Exercise description |
Format the part of the records that opens with the line containing "The client would like the orange" and closes with the line containing "[396,218,418,255]" as a Markdown table with the columns Row and Record line. Number each line, include both end lines, and leave out blank lines.

* * *

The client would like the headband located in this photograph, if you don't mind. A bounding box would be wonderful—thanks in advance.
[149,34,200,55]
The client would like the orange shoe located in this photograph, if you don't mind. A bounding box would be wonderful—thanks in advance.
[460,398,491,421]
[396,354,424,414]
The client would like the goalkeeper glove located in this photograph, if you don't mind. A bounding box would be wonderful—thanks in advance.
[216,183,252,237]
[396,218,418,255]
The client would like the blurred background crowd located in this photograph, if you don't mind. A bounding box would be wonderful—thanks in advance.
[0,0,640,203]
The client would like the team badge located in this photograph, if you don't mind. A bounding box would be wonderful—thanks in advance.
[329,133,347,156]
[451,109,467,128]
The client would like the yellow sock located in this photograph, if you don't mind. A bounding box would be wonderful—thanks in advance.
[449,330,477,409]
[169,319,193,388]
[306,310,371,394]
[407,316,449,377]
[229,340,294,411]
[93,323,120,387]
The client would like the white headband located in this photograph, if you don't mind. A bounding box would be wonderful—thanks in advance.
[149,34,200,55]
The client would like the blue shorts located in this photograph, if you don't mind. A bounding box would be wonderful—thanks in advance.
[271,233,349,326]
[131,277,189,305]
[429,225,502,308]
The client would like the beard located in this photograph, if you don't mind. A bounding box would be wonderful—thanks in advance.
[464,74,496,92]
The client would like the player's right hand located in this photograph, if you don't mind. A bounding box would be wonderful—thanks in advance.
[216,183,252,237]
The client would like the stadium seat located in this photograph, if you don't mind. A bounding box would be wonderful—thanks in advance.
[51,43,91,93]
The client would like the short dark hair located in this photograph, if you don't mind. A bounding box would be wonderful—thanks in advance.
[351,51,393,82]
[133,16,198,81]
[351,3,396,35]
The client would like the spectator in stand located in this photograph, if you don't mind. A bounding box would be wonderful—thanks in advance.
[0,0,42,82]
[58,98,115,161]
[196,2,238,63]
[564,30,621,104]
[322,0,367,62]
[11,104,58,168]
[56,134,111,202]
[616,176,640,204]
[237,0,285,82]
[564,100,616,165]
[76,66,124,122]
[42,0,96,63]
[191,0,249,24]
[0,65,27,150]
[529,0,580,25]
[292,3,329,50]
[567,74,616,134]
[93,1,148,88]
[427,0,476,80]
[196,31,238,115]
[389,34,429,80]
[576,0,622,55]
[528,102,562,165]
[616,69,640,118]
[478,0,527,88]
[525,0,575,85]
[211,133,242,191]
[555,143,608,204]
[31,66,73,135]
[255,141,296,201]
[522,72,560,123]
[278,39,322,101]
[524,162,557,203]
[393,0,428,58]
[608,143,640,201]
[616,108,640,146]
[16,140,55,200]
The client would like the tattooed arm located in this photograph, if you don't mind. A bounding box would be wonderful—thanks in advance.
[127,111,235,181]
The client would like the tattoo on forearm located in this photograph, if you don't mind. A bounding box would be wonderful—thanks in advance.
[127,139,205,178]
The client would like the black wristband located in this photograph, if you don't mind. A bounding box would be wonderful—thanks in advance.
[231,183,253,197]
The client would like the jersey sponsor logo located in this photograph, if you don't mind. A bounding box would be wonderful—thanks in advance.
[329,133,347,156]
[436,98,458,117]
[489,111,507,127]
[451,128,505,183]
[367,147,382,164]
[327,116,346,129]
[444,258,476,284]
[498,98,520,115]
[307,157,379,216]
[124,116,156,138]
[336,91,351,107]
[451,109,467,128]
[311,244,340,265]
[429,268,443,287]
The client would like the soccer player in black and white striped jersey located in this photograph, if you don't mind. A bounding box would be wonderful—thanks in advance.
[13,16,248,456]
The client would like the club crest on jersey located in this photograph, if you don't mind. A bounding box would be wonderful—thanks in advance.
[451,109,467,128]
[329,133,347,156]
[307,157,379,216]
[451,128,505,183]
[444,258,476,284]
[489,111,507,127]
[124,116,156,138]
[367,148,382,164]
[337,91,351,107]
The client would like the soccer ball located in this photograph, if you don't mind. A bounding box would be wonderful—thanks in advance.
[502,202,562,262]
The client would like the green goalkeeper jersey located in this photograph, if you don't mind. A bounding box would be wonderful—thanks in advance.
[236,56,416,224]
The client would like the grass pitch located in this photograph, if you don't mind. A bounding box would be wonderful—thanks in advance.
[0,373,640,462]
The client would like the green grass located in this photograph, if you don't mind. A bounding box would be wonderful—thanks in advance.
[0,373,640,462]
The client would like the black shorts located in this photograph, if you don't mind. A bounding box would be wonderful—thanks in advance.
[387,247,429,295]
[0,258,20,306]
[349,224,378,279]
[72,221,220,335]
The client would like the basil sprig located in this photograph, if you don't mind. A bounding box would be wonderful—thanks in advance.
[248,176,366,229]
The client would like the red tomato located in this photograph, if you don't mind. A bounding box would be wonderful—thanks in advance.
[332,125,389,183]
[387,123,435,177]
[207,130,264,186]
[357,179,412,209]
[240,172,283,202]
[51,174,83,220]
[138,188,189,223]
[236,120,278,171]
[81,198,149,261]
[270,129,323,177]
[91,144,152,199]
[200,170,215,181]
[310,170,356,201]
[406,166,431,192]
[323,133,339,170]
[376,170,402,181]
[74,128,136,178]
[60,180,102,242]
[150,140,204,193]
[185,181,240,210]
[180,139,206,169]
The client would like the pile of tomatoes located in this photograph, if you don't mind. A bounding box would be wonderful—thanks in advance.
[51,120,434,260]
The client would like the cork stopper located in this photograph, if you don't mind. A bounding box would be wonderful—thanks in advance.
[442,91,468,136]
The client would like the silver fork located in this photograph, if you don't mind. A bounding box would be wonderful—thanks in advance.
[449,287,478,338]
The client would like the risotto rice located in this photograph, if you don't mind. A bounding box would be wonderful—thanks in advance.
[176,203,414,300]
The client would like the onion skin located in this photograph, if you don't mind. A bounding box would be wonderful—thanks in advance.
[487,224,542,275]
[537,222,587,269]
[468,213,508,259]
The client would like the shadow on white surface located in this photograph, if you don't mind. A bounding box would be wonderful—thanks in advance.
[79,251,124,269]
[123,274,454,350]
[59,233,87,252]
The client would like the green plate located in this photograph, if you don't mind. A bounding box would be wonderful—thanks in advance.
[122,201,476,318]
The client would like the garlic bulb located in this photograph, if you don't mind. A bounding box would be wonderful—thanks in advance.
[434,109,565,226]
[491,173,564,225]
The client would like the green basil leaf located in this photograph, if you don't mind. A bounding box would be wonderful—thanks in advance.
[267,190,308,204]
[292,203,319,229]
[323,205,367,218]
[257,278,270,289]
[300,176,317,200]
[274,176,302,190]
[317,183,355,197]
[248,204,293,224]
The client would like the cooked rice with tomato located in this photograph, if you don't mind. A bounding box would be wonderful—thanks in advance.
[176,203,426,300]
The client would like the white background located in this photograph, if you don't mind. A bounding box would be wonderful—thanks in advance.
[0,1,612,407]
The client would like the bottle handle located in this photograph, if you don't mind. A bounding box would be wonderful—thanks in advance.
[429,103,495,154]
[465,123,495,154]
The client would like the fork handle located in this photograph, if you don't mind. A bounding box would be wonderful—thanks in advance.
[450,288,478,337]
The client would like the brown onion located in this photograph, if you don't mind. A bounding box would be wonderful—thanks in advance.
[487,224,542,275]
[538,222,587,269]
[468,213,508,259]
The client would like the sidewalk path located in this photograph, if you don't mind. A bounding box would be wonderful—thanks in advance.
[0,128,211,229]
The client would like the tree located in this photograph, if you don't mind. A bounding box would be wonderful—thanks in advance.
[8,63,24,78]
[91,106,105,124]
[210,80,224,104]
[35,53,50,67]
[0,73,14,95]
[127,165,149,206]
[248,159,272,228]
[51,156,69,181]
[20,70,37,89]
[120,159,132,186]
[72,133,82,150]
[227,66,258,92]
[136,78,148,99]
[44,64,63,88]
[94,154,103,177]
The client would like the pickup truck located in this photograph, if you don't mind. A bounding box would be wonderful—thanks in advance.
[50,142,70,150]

* * *

Written answer |
| Row | Record line |
|---|---|
| 1 | The client would like the orange shoe located in this photograph, if you don't mind. A bounding box would be wonderful—thanks in advance. |
| 2 | [460,398,491,421] |
| 3 | [396,354,424,414] |
| 4 | The client would like the goalkeeper glove located in this photograph, if you don't mind. A bounding box would be wonderful—thanks in advance. |
| 5 | [216,183,252,237] |
| 6 | [396,218,418,255] |